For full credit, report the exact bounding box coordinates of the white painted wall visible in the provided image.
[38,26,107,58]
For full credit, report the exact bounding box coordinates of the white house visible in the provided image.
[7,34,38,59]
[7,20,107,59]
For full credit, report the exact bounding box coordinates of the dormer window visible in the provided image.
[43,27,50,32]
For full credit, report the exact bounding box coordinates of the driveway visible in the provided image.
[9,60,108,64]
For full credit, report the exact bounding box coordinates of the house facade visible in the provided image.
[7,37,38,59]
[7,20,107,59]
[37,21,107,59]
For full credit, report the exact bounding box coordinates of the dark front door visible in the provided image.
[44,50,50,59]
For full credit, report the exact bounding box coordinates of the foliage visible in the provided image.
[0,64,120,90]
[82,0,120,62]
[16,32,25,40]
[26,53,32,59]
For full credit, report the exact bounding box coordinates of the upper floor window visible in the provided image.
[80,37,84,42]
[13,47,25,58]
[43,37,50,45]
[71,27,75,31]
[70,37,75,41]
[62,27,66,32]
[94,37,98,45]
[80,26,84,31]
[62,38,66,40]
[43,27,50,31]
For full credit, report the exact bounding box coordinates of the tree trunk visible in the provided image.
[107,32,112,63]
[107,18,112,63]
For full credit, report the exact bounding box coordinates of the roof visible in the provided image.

**Given problem**. Format every line of the data above as a JSON array of strings, one string per line, with blank lines omitted.

**Response to the exercise**.
[
  "For full credit, report the exact bounding box coordinates of the white painted wall visible in the provided image.",
  "[38,26,107,58]",
  "For full credit, report the exact bounding box coordinates of the white house visible in the provided image.",
  "[7,34,38,59]",
  "[7,20,107,59]",
  "For full credit, report the exact bounding box coordinates of the dormer window visible in the provided image.",
  "[43,27,50,32]",
  "For full credit, report the exact bounding box coordinates of the driveway visible in the provided image.",
  "[9,60,108,64]",
  "For full credit, report the exact bounding box coordinates of the house facade visible in the provided image.",
  "[7,37,38,59]",
  "[7,20,107,59]",
  "[37,21,107,59]",
  "For full credit, report the exact bounding box coordinates of the dark front door visible in the provided image.",
  "[44,50,50,59]",
  "For full credit, report the exact bounding box coordinates of the foliage visible in the provided image.",
  "[0,64,120,90]",
  "[82,0,120,62]",
  "[16,32,25,40]",
  "[26,53,32,59]",
  "For full credit, report the exact bounding box coordinates of the upper floor window visible in the provided image.",
  "[80,37,84,42]",
  "[13,47,25,58]",
  "[43,37,50,45]",
  "[71,27,75,31]",
  "[70,37,75,41]",
  "[62,27,66,32]",
  "[94,37,98,45]",
  "[80,26,84,31]",
  "[62,38,66,40]",
  "[43,27,50,31]",
  "For full credit, report the exact bounding box coordinates of the tree trunk visible in the provided image.",
  "[107,32,112,63]",
  "[107,18,112,63]",
  "For full credit, report the exact bounding box coordinates of the roof visible in the provided image."
]